Dataset items:
+ + + + + + +
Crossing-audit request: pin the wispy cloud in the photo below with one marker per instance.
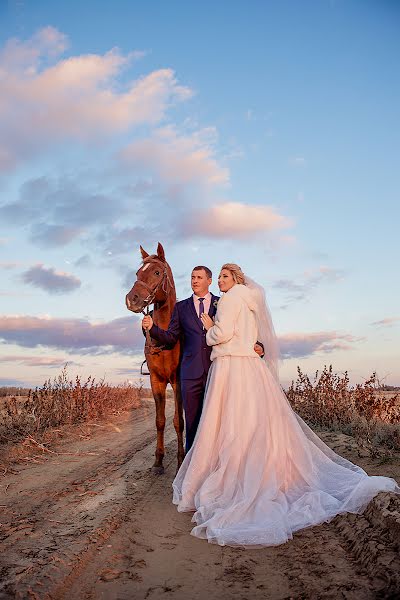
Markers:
(74, 335)
(45, 100)
(296, 291)
(50, 280)
(8, 266)
(301, 345)
(387, 322)
(235, 220)
(39, 361)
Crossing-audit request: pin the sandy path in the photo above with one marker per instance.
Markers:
(94, 522)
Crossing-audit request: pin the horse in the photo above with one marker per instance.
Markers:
(155, 285)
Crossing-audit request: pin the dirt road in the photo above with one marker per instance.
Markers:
(92, 521)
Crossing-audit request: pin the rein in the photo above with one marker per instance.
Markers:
(165, 284)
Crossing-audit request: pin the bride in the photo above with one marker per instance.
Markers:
(256, 472)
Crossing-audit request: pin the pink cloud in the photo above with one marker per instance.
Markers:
(75, 98)
(39, 361)
(74, 335)
(387, 322)
(50, 280)
(236, 220)
(299, 345)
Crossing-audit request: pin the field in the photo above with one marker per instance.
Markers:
(84, 517)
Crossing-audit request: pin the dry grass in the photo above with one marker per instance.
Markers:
(365, 411)
(62, 401)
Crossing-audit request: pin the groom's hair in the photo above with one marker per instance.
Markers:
(203, 268)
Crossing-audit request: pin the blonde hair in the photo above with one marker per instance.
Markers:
(236, 272)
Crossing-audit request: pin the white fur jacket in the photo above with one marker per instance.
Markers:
(235, 331)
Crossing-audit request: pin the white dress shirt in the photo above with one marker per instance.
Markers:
(206, 302)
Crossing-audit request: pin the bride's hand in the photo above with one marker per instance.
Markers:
(207, 321)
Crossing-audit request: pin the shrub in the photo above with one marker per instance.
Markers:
(364, 411)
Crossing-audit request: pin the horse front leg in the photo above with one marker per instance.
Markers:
(178, 419)
(158, 389)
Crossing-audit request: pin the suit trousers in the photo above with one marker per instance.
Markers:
(192, 398)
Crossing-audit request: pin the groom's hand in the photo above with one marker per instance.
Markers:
(207, 321)
(259, 349)
(147, 322)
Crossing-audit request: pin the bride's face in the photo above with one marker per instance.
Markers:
(225, 280)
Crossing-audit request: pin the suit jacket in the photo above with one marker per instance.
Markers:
(186, 326)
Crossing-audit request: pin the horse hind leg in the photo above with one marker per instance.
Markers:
(159, 389)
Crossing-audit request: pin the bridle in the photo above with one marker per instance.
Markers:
(165, 284)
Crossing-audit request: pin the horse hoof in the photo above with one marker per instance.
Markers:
(158, 470)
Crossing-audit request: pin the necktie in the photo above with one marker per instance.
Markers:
(201, 306)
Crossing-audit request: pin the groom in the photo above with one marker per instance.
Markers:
(186, 325)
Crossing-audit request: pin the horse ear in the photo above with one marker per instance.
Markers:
(160, 252)
(144, 253)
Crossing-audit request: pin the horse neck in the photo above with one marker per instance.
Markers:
(163, 310)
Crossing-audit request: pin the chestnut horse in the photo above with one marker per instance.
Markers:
(155, 285)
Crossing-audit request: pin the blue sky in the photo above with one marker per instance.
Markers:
(264, 133)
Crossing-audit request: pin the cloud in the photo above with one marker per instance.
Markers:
(44, 101)
(50, 280)
(6, 382)
(71, 211)
(177, 158)
(301, 345)
(387, 322)
(39, 361)
(74, 335)
(299, 291)
(235, 220)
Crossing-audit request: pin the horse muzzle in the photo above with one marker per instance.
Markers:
(134, 303)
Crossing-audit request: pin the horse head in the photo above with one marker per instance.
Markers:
(154, 281)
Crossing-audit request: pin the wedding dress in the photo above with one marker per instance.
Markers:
(256, 472)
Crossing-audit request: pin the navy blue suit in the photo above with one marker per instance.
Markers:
(186, 326)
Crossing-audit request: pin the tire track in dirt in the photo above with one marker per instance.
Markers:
(108, 529)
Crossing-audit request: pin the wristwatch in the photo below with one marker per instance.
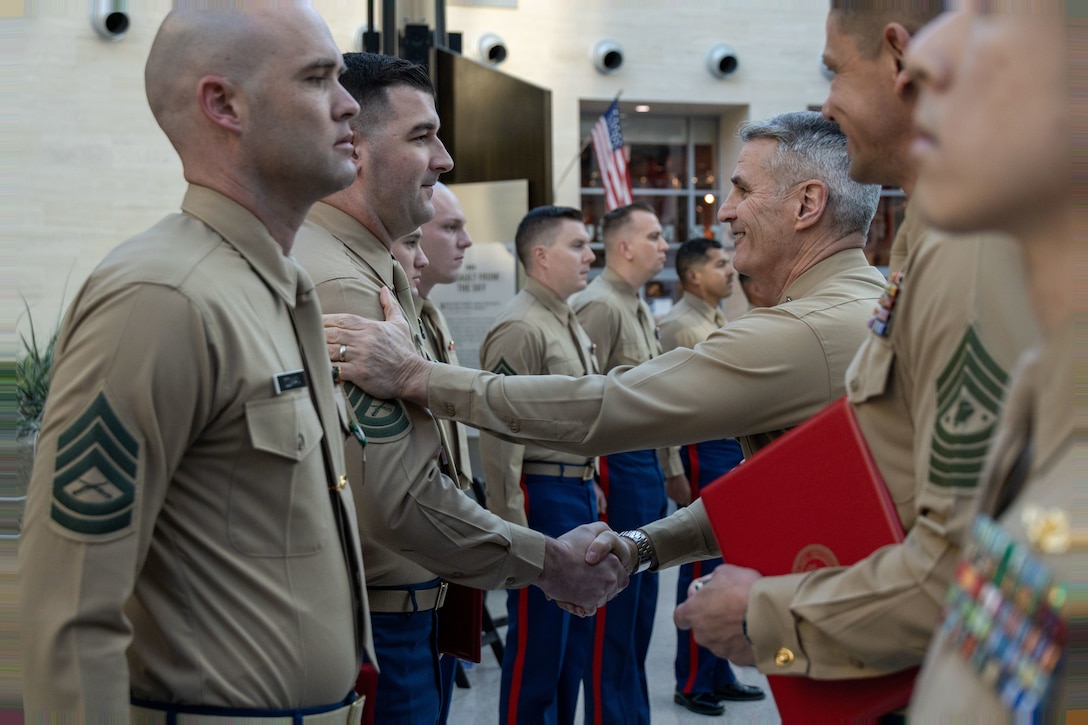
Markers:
(644, 545)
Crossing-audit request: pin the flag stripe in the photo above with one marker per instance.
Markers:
(612, 162)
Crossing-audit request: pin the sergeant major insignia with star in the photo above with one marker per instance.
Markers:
(95, 480)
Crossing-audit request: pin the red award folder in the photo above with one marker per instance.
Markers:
(460, 623)
(813, 498)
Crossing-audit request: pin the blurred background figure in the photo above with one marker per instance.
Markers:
(409, 254)
(706, 278)
(1013, 639)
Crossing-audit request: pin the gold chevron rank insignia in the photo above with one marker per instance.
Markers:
(969, 393)
(95, 476)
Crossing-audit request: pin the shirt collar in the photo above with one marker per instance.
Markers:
(620, 285)
(357, 238)
(547, 298)
(818, 273)
(246, 233)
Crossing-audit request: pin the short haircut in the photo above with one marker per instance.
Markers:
(368, 78)
(865, 20)
(533, 230)
(693, 253)
(616, 219)
(808, 146)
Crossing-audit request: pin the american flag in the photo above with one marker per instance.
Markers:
+ + + + + + +
Exercise
Please write out all the items above again, substituting "a marker on every instance" for each "one marker per instance" and keeping everything else unchanged. Omit the pictures.

Exercise result
Crossing-audit request: pin the wispy cloud in the photo below with a marker on every instance.
Markers:
(74, 335)
(45, 100)
(296, 291)
(50, 280)
(8, 266)
(301, 345)
(387, 322)
(235, 220)
(39, 361)
Crossing-audit request: pin the sandy path in the photo above with a marker on every instance.
Markers:
(94, 522)
Crossing-audit request: pin the horse in the photo above with a marker on every instance.
Markers:
(155, 285)
Crossing-audit request: pin the dirt road in the photo above with a marker on every instance.
Markers:
(92, 521)
Crossing-audit request: pin the rein in the photo above with a marker on every instance.
Markers:
(165, 284)
Crossing-audit request: pin the bride in the photo above with a marker on every instance.
Markers:
(256, 472)
Crossing-audit request: pin the pink cloud in the photo above with a marker on every instance.
Markers:
(75, 98)
(39, 361)
(74, 335)
(387, 322)
(50, 280)
(236, 220)
(299, 345)
Crossing-audit request: pin the field in the photo above with a marker on every instance.
Markers:
(84, 517)
Crossing-audit request: pin the dry grass in the photo above with a marker on every instance.
Markers:
(365, 411)
(62, 401)
Crossing-audit request: pin the groom's hair in the photo above with a marker on every instance.
Markers:
(203, 268)
Crossing-audit request: pin the blonde hair in the photo above with a marker on every instance.
Markers:
(236, 272)
Crossing-audit request: pin the white fur jacket in the photo above with a marker on every instance.
Markers:
(235, 331)
Crossing-audit request: pin the white dress shirt in the photo above with a marker on every instance.
Markers:
(206, 302)
Crossing-audit request: pin the bride's hand in the photo above with a marker on every instance.
Markers:
(207, 321)
Crossing-audit request: pin the shrub in the photo above with a marker on every instance.
Markers:
(364, 411)
Crossing-audit request: pin the horse front leg in the photo above with a marker on every instance.
Markers:
(178, 419)
(158, 389)
Crossing-audit request: pin the suit trousers in the photo above with a marker on every instance.
Markers:
(192, 398)
Crossing-audit request: pin the groom's hand in the photo above with a marker on every instance.
Markers:
(207, 321)
(259, 349)
(147, 322)
Crossing-audit request: pin the bride's face in the photo above with a marker on every instance.
Markers:
(225, 280)
Crossing-audit request: pin the suit jacket in the photo above with a marker on every instance.
Markers:
(186, 326)
Crossing-audit request: pin the horse hind leg in the photo above with a marker on every instance.
Markers:
(159, 389)
Crossing-audit request: pin the bridle in the photo above with a marker on every instance.
Markers:
(165, 284)
Crossing-audit request: pin the horse hoof in the photo above with a marker on every instance.
Markers:
(158, 470)
Crossing-audit request: pin the necktie in the photo above with a marker on every instance.
Markers:
(201, 306)
Crossing-audit request: pin the groom in the photo above with a marker on every instance.
Markers:
(186, 325)
Crossing-audit request: pin the horse ear in the photo above with a marker on every instance.
Markers:
(160, 252)
(144, 253)
Crossing-audit request: pin the horse neck in the photo above with a marker on every instance.
Markers:
(163, 310)
Crossing-audit request: pin the chestnut horse in the photo above with a marker on every instance.
Markers:
(155, 285)
Crossing-audit request: pin the blue sky in the photo above with a marker on every instance.
Markers:
(264, 133)
Crossing-audit request: pin the cloud in the photo above with a marker on every instance.
Markers:
(44, 101)
(50, 280)
(6, 382)
(71, 211)
(177, 158)
(301, 345)
(387, 322)
(39, 361)
(74, 335)
(299, 291)
(235, 220)
Crossing-audit request: pin the horse muzzle in the photo above with a marker on every instance.
Markers:
(134, 303)
Crossing-audit request: pin the horse head in the photo above with a marker on every instance.
Markers:
(154, 281)
Crossing-audit request: pin the wedding dress in the photo above with a marker on every instance.
Markers:
(256, 472)
Crossing-audit request: pin the navy blue suit in the photo above with a marker on every instance.
Markers:
(186, 326)
Crossing-audit request: pin the tire track in dirt in the photo above with a marker on every instance.
Markers:
(108, 529)
Crossing-audit request: pin the wristwatch in the photo below with a marker on every instance.
Markers:
(644, 545)
Crossing-audit request: pin the flag stripe in the photo above with a marker on every instance.
Markers:
(612, 162)
Crossing-audit request: pin the sergeant major insignia with star in the photo above with a marker on every instance.
Markers:
(95, 480)
Crossing-audit request: pin the red award folder in the photo above with a marker on every instance.
Markers:
(460, 623)
(813, 498)
Crossing-audit request: pin the blurred background figure in the photo above with a marker on every instance.
Markers:
(409, 254)
(706, 278)
(1013, 639)
Crossing-audit request: pin the gold chevron rank insignia in the photo above with a marker on every instance.
Markers:
(969, 393)
(95, 476)
Crossing-audit request: pin the shirt collar in the photo above with a marker on every instance.
Markers:
(620, 285)
(357, 238)
(547, 298)
(818, 273)
(246, 233)
Crossing-audit request: pin the short haircut in the photo above with a marker on every instance.
Markers:
(368, 78)
(865, 20)
(533, 230)
(693, 253)
(616, 219)
(808, 146)
Crossing-audit request: pin the american flag in the photo above with a marker on every instance.
Markers:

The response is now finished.